=== Selected extract ===

↓↓↓

This project describes the process of connecting a character liquid-crystal display to an esp-01. The display can show short messages, limited graphics or other information. It can display various kinds of information, for example project deadlines of public transport information.
By connecting the system to the internet, the network time protocol can be used to obtain the current time. The current time can be used to modify the message on the display, for example to show a countdown. The network connection can also be used to send new messages to display.
Hardware
An esp-01 module provides the brain of this project. This module has limited IO pins, but it can provide wireless network communication. Female headers connect the esp-01 to a piece of protoboard. Connections to other components are made using wires soldered to the protoboard with connector to the other end.
Voltage Regulator
The esp-01 needs to be powered with 3.3V, but can accepts an input voltage range from 3.0 to 3.6 V. The project is powered from 5V via a micro USB breakout board. The USB data signals are not connected. It was tried to use a small low dropout voltage regulator. Because the only suitable regulator available came as a surface mount package, it could not be directly soldered to the board. It was mounted by soldering wires to the regulator, and connecting them to the board. This left the regulator hanging in the air surrounded by wires.
This solution did work, but was not practical. During handling, one of the leads from the regulator snapped off. Because a spare regulator was not available, a new solution had to be improvised. The base of an NPN transistor is controlled by a resistive voltage divider. This transistor drops the voltage to power the esp-01. An additional load resistor is added to ensure a minimal current draw needed for this circuit to regulate the output voltage. The output voltage of this circuit is dependent on the input voltage and load, but as long as it is powered from 5V this should not be a problem. This is not the most efficient way to regulate voltage, but it was possible without complicated circuitry or waiting for new components to arrive. A capacitor is added to stabilize the voltage during current spikes caused by the wireless transmissions.
In the next iteration of the circuit, the 550 Ohm resistor was replaced by a 4.1 volt Zener diode. This should help to eliminate the dependency on in input voltage. All components are placed as close together as possible to fit the electronics in the case. All additional components are placed in the board area below the microcontroller. Wires are soldered to the board to connect to power and the display.

↑↑↑

=== What the task asks ===
In the project write-up, what replaced the 550 Ohm resistor in the next iteration of the circuit? Please answer in one sentence. The entries come from a separate source, not from the project write-up.

=== Given entries ===
↓↓↓

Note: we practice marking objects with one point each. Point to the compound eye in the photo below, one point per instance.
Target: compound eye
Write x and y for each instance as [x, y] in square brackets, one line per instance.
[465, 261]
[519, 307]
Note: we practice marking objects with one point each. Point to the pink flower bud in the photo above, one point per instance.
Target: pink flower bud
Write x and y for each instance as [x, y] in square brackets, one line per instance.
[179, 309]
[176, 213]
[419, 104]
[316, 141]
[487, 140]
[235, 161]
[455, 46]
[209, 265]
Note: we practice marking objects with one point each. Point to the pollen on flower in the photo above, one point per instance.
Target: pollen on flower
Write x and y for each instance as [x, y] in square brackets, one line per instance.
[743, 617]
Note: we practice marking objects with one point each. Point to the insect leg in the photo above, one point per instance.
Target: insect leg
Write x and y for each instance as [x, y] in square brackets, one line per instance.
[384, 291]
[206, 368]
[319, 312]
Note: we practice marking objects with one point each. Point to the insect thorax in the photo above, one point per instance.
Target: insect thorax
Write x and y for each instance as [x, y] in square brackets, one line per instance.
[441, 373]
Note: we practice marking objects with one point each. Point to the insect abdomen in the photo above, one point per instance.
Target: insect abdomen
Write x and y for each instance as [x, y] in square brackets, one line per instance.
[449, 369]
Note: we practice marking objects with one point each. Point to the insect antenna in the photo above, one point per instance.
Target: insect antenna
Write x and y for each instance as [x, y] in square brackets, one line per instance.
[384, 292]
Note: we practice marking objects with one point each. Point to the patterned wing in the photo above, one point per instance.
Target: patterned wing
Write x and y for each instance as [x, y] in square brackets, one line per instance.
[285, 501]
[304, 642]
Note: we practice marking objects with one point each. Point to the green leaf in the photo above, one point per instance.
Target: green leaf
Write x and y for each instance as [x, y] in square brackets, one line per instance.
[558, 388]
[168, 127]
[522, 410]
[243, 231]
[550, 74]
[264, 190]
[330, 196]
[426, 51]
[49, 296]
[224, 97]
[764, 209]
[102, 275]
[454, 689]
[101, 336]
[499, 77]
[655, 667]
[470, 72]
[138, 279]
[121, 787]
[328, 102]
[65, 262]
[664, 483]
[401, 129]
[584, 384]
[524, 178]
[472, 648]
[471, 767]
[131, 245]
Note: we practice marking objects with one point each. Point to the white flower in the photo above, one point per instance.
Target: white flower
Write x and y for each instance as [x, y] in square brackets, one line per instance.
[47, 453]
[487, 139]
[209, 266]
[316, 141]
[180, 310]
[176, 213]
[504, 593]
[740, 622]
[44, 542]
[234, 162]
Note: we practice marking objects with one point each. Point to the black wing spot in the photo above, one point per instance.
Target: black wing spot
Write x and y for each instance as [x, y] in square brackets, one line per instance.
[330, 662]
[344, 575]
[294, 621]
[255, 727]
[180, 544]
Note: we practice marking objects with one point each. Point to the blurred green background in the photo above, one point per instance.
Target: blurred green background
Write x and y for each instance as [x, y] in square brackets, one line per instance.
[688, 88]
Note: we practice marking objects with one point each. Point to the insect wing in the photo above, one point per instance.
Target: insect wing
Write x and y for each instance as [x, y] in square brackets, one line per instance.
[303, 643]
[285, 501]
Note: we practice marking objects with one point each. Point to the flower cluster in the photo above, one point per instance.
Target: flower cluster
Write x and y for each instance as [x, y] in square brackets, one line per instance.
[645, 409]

↑↑↑

=== Exercise result ===
The 550 Ohm resistor was replaced by a 4.1 volt Zener diode.